• What to do:
Within the entries below, find the lines that hold "hand" and report only how many there are.
--- START ---
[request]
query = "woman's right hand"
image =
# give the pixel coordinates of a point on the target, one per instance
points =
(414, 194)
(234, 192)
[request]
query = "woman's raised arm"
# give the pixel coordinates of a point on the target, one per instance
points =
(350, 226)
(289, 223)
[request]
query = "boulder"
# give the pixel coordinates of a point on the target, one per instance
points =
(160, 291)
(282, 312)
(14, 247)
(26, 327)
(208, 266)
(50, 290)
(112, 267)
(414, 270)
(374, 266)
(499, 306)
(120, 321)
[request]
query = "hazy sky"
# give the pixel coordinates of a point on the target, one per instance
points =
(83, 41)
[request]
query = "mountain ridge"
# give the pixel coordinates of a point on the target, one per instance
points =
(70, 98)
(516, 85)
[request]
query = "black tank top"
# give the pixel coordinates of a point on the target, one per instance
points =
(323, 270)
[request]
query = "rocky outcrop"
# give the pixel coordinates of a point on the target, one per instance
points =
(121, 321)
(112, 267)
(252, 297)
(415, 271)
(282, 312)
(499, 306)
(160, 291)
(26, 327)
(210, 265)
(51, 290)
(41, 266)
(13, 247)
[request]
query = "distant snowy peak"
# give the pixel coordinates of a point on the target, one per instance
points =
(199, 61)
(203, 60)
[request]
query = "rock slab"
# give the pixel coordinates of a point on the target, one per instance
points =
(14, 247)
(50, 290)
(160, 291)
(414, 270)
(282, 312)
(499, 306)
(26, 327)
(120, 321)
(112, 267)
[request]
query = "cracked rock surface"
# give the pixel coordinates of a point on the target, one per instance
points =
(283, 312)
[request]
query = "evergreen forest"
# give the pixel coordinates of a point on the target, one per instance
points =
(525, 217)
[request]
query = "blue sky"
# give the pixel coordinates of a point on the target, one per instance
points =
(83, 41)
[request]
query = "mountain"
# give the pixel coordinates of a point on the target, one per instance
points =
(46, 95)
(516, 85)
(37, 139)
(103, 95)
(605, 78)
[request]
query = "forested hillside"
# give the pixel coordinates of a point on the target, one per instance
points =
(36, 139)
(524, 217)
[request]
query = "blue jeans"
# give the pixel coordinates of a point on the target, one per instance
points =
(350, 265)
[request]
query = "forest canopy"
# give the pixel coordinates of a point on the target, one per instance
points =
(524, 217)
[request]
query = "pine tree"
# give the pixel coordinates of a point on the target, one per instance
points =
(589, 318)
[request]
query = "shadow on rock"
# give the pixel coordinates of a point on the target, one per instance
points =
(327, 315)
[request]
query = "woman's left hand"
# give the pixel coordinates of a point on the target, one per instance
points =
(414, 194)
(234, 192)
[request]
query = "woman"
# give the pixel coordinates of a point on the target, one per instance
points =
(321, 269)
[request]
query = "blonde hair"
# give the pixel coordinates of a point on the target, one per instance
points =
--- END ---
• Result:
2